=== Activity ===
Nothing should change. Output the data exactly.

Recorded data
##############################

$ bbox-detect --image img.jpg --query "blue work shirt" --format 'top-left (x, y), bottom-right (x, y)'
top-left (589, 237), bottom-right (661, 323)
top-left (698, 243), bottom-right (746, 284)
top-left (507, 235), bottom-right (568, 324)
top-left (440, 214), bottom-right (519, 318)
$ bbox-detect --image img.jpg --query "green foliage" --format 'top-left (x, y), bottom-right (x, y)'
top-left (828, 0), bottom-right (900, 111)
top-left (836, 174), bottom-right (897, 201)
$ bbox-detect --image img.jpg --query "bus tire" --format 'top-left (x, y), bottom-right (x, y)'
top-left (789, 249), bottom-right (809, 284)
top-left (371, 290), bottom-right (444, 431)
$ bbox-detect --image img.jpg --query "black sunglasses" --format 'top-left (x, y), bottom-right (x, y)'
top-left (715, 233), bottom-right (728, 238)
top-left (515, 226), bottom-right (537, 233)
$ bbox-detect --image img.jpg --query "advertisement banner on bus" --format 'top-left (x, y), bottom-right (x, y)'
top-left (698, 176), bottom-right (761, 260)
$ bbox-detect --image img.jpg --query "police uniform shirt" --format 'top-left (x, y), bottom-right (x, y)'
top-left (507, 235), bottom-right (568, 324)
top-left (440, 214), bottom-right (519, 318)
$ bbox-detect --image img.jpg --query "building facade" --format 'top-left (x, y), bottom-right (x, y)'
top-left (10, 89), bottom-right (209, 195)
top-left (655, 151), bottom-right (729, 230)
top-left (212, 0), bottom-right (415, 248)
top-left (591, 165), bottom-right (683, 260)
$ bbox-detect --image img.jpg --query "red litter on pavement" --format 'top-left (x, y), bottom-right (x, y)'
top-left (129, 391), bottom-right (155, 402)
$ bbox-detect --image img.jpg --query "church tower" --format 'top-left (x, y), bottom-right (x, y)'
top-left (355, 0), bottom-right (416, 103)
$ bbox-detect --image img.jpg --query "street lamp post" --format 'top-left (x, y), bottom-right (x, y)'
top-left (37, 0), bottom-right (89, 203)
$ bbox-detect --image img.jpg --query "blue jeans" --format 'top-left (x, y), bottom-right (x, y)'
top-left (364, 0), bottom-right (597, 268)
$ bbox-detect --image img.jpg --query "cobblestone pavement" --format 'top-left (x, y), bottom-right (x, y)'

##############################

=== Solution to the exercise ===
$ bbox-detect --image img.jpg --query "blue work shirt" --format 'top-left (x, y), bottom-right (x, y)'
top-left (589, 237), bottom-right (661, 323)
top-left (698, 243), bottom-right (746, 284)
top-left (507, 235), bottom-right (568, 324)
top-left (440, 214), bottom-right (519, 318)
$ bbox-detect --image img.jpg --query "green foliage" --format 'top-left (x, y), bottom-right (x, y)'
top-left (828, 0), bottom-right (900, 111)
top-left (836, 174), bottom-right (897, 201)
$ bbox-detect --image img.jpg --query "bus tire" --format 'top-left (x, y), bottom-right (x, y)'
top-left (789, 249), bottom-right (809, 284)
top-left (371, 290), bottom-right (444, 431)
$ bbox-detect --image img.jpg --query "black sunglasses" --format 'top-left (x, y), bottom-right (x, y)'
top-left (715, 233), bottom-right (728, 238)
top-left (515, 226), bottom-right (537, 233)
$ bbox-detect --image img.jpg --query "advertisement banner on bus" --format 'top-left (x, y), bottom-right (x, y)'
top-left (698, 176), bottom-right (761, 260)
$ bbox-detect --image img.jpg --query "police uniform shirt" --format 'top-left (x, y), bottom-right (x, y)'
top-left (507, 235), bottom-right (568, 324)
top-left (440, 214), bottom-right (519, 318)
$ bbox-detect --image img.jpg --query "building facade" --format 'top-left (x, y), bottom-right (x, y)'
top-left (10, 89), bottom-right (209, 195)
top-left (655, 151), bottom-right (729, 230)
top-left (212, 0), bottom-right (415, 248)
top-left (591, 165), bottom-right (683, 260)
$ bbox-detect --image img.jpg --query "red litter on pavement" --format 'top-left (x, y), bottom-right (x, y)'
top-left (129, 391), bottom-right (155, 402)
$ bbox-detect --image img.jpg --query "church tower" --format 'top-left (x, y), bottom-right (x, y)'
top-left (355, 0), bottom-right (416, 103)
$ bbox-detect --image img.jpg --query "street lamp post" --format 'top-left (x, y), bottom-right (x, y)'
top-left (37, 0), bottom-right (89, 203)
$ bbox-detect --image img.jpg --query "blue jeans" --format 'top-left (x, y), bottom-right (x, y)'
top-left (364, 0), bottom-right (597, 268)
$ bbox-detect --image img.jpg --query "cobblestone pavement" --format 'top-left (x, y), bottom-right (x, y)'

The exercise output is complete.